§ Exercises:
[1] In the phosphorus modeling text below, which model is the P module based on?
[2] Write out the part of the phosphorus modeling text below that begins at "2. Material, methods" and stops after "crop P requirement.".
[3] For each statement, say yes or no based on the phosphorus modeling text below, and quote the words that decide it. (a) P modeling lags behind nitrogen and carbon modeling. (b) Crop P requirement is simulated with P sorption curves. (c) The STICS crop model was coupled with a nitrogen module.

§ Page excerpt:
# # #

Speaker
Description
1. Introduction
Crop phosphorus (P) nutrition is one of the key sustainability challenges of the 21st Century (Cordell and White, 2014). Crop models are pertinent tools to study and manage phosphorus in agro-ecosystems. However, P modelling is suffering a delay as compared to nitrogen and carbon. A major reason of this delay is the difficulty in formalizing a semi-mechanistic model that predicts adequately the temporal evolution of soil P availability and crop uptake (Das et al. 2019) as well as crop P nutrition status and the feed-back of a P shortage on crop growth.
2. Material, methods
We coupled the STICS crop model (Beaudoin et al. 2023) with a P module based on the FUSSIM-P model (Mollier et al. 2008). The P module is composed of several sub-modules which simulate crop P demand and partitioning, soil P availability and crop P uptake. A major originality of this work is that it relies on soil solution P concentration and P sorption curves (Morel et al. 2021) to simulate soil P availability and critical P dilution curves to simulate crop P requirement.

# # #

§ Information supplied:
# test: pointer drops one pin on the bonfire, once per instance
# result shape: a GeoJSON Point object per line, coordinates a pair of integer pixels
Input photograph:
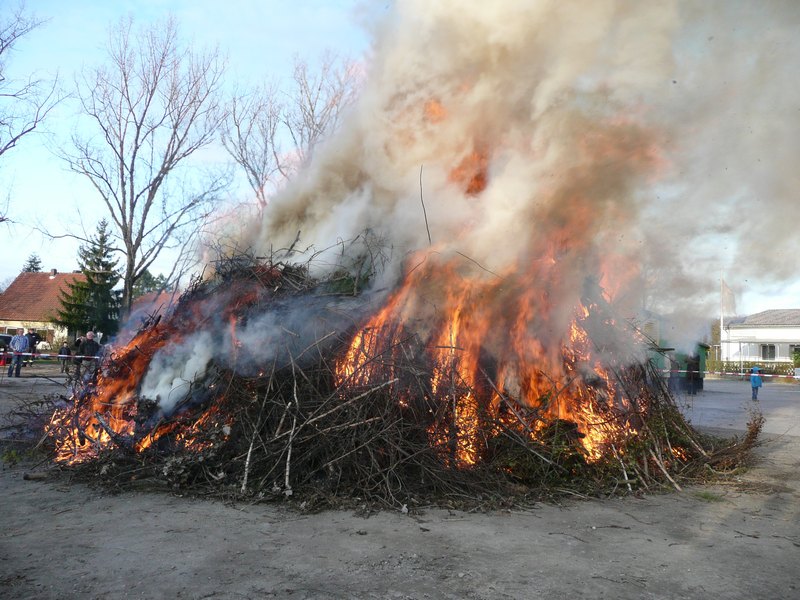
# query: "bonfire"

# # #

§ Answers in order:
[1] The FUSSIM-P model (Mollier et al. 2008).

[2]
2. Material, methods
We coupled the STICS crop model (Beaudoin et al. 2023) with a P module based on the FUSSIM-P model (Mollier et al. 2008). The P module is composed of several sub-modules which simulate crop P demand and partitioning, soil P availability and crop P uptake. A major originality of this work is that it relies on soil solution P concentration and P sorption curves (Morel et al. 2021) to simulate soil P availability and critical P dilution curves to simulate crop P requirement.

[3]
(a) Yes: "P modelling is suffering a delay as compared to nitrogen and carbon"
(b) No: "critical P dilution curves to simulate crop P requirement"
(c) No: "We coupled the STICS crop model (Beaudoin et al. 2023) with a P module based on the FUSSIM-P model"